▸ **Exercise description**: Look through the entries below for the string "pickup", and copy each line where it is found.
--- Given records ---
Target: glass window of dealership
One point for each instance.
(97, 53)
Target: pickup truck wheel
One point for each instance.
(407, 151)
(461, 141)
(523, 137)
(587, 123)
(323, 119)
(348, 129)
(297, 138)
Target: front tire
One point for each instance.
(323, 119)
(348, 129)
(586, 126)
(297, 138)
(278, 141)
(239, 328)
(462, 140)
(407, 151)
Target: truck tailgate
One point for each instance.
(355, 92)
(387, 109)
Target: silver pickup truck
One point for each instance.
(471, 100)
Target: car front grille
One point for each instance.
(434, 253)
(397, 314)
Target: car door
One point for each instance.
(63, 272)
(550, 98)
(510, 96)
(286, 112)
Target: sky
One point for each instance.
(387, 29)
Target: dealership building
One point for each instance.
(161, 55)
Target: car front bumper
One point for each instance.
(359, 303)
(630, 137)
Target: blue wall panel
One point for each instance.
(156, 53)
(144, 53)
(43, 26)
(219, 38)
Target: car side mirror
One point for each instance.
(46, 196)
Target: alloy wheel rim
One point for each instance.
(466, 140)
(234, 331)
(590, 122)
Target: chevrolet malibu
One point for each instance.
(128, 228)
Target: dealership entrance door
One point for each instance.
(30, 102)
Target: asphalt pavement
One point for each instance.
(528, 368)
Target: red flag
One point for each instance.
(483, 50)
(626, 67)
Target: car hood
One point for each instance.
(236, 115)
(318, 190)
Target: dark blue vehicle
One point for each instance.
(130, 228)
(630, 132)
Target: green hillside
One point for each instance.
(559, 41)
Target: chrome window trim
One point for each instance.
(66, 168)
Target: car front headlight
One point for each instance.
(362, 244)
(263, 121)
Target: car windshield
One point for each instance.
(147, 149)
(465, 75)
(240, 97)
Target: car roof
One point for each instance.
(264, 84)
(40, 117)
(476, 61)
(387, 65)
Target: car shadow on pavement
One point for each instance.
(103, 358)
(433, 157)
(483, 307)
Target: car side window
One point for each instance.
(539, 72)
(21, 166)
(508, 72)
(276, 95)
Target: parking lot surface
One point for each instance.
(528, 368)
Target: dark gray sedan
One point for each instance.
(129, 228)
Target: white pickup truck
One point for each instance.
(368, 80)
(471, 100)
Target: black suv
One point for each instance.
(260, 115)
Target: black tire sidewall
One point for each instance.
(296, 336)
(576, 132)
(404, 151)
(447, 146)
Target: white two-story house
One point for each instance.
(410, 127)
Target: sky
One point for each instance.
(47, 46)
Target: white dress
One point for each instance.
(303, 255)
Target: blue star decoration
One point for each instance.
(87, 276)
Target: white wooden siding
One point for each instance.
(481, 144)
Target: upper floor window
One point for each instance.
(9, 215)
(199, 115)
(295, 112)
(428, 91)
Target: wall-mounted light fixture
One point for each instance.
---
▸ **Exercise result**:
Target: pickup truck wheel
Target: silver pickup truck
Target: white pickup truck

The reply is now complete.